AIM OF THE TASK:
Your answer should consist of every line in the records that holds "stone".
[[ GIVEN RECORDS, beginning ]]
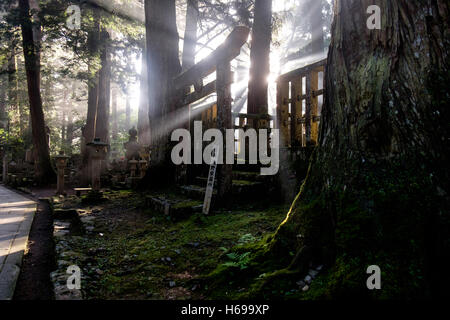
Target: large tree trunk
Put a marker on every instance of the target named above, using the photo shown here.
(70, 124)
(260, 58)
(190, 34)
(377, 191)
(44, 170)
(317, 23)
(143, 122)
(104, 91)
(97, 121)
(114, 126)
(163, 65)
(127, 111)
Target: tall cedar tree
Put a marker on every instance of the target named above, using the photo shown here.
(377, 191)
(260, 58)
(44, 170)
(163, 65)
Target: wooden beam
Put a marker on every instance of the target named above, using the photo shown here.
(205, 91)
(130, 10)
(224, 121)
(298, 73)
(226, 52)
(253, 116)
(296, 113)
(314, 106)
(283, 113)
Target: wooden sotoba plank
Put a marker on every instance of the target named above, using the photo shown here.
(226, 52)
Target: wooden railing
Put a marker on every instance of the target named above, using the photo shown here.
(298, 113)
(216, 115)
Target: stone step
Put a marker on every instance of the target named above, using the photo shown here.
(176, 208)
(243, 188)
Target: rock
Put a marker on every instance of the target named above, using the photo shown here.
(300, 283)
(63, 263)
(313, 273)
(308, 279)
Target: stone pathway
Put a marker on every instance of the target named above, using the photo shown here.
(16, 217)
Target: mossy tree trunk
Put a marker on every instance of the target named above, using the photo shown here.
(377, 191)
(31, 49)
(260, 58)
(163, 64)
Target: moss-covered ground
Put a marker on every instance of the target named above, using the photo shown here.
(136, 253)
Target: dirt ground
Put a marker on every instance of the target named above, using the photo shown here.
(34, 279)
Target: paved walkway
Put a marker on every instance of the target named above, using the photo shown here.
(16, 217)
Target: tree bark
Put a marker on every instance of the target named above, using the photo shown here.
(114, 128)
(377, 191)
(44, 170)
(104, 91)
(127, 111)
(260, 58)
(163, 65)
(143, 121)
(190, 34)
(97, 121)
(317, 23)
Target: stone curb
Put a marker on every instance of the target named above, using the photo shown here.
(9, 272)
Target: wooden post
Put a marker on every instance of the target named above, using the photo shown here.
(283, 112)
(314, 106)
(308, 111)
(96, 167)
(224, 80)
(5, 168)
(296, 113)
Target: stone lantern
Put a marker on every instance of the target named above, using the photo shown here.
(97, 151)
(142, 167)
(133, 167)
(61, 164)
(6, 159)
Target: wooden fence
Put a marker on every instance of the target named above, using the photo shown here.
(219, 115)
(298, 113)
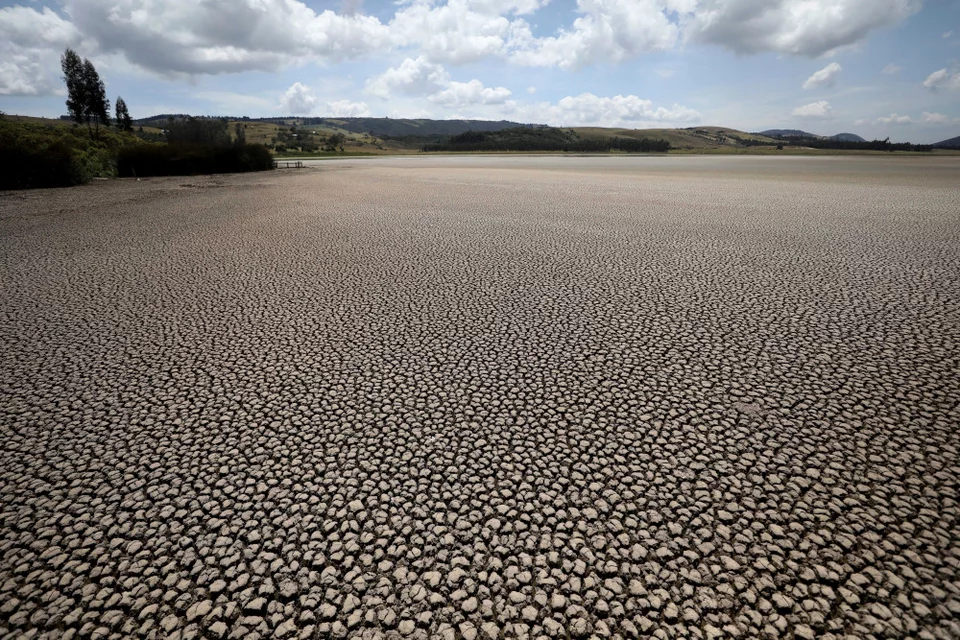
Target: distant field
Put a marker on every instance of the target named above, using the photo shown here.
(707, 139)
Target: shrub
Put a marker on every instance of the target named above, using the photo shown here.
(37, 156)
(176, 160)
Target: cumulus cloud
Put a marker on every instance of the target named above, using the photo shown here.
(826, 77)
(172, 37)
(223, 36)
(420, 77)
(934, 118)
(814, 111)
(30, 45)
(456, 32)
(462, 94)
(589, 109)
(943, 79)
(894, 118)
(299, 100)
(796, 27)
(607, 30)
(414, 76)
(347, 109)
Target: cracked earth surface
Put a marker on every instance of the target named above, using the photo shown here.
[[ GIVEN RECORDS, end ]]
EXERCISE RESULT:
Target: stone step
Target: stone pathway
Target: stone curb
Target: stone lantern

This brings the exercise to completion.